== Extrait fourni

C’est une agriculture déficiente, délaissée, c’est également une industrie qui tourne au ralenti et qui a perdu le pari de "l’industrie industrialisante". C’est une production littéraire orientée par l’idéologie islamiste, une chanson phagocytée par le "raï", et un cinéma et un théâtre moribonds. Les algériens en sont encore à s’affronter sur le choix du modèle de société. Sur le choix du modèle culturel : arabophone, berbérophone, francophone, voire anglophone pour certains poussés par Ech-chourouk et leurs ouailles !
C’est également la place qu’il faut donner à la religion. Les algériens sont pris en tenaille dans le tourbillon d’un débat malsain sur l’islam. Quel islam voulons-nous ? Comment voulez-vous une réponse unanime acceptable pour tout le monde ? C’est rentrer dans des débats infinis affirme très justement un intellectuel, alors que le débat, le vrai, est sur les nanotechnologies. Le problème des Algériens n’est pas religieux, a-t-il ajouté : il est économique et technologique. Et nos partis islamiques sont à ce niveau désespérément silencieux.
En attendant la rente pétrolière continue à payer la facture. Jusqu’à quand ? Le Premier ministre a mis en garde la population ; cela ne l’a pas empêché d’affirmer à partir de Tizi-Ouzou, la volonté des pouvoirs publics d’accélérer les recherches et d’augmenter la production. Et au diable les générations futures ! C’est vrai, nous avons raté nos développements successifs en reproduisant les mêmes erreurs du passé : 98% de notre économie est financé par le pétrole. Le pays n’a jamais été maitre de son destin économique ; il a légué la bonne gouvernance aux institutions étrangères, les banques mondiales et le FMI dont l’objectif final est connu de tout le monde : privatiser et piller les ressources de l’Algérie. De ce qui précède, on peut dire que l’Algérie condense tous les problèmes à la fois : ceux des pays en voie de développement et ceux d’un pays nouvellement industrialisé.

====

Objectif 1
Relevez chaque ligne du listing ci-dessous où figure la chaîne "white", en respectant la casse.

== Données affichées

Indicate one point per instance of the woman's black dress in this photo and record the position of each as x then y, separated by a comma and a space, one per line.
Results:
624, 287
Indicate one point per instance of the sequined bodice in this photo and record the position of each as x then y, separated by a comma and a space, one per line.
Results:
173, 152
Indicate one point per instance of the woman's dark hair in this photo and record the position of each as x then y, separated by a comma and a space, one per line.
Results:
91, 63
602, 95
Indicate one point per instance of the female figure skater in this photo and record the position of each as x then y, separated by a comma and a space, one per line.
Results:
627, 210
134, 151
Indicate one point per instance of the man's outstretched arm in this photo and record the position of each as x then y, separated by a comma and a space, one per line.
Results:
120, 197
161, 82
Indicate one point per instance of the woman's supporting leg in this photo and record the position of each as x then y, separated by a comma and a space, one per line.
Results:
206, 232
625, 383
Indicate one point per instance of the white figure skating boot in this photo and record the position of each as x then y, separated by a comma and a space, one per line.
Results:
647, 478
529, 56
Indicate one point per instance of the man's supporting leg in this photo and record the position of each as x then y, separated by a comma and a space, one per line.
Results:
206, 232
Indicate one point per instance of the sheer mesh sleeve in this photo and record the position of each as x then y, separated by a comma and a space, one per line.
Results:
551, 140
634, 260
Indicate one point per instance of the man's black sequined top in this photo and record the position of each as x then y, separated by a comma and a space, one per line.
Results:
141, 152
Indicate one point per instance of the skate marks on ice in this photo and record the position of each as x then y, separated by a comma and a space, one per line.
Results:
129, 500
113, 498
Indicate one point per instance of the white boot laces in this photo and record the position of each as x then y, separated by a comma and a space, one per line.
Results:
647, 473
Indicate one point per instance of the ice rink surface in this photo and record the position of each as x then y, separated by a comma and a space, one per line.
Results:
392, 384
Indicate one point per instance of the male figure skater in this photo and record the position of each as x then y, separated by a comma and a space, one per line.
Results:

====

Objectif 2
Répondez aux questions suivantes à partir de l'extrait sur l'Algérie.
(a) Par quel genre musical la chanson est-elle dite phagocytée ?
(b) Depuis quelle ville le Premier ministre a-t-il affirmé la volonté d'accélérer les recherches ?
(c) Quelle part de l'économie est financée par le pétrole ?

Réponse correcte 1
Indicate one point per instance of the white figure skating boot in this photo and record the position of each as x then y, separated by a comma and a space, one per line.
Indicate one point per instance of the white boot laces in this photo and record the position of each as x then y, separated by a comma and a space, one per line.

Réponse correcte 2
(a) Par le « raï ».
(b) Depuis Tizi-Ouzou.
(c) 98 %.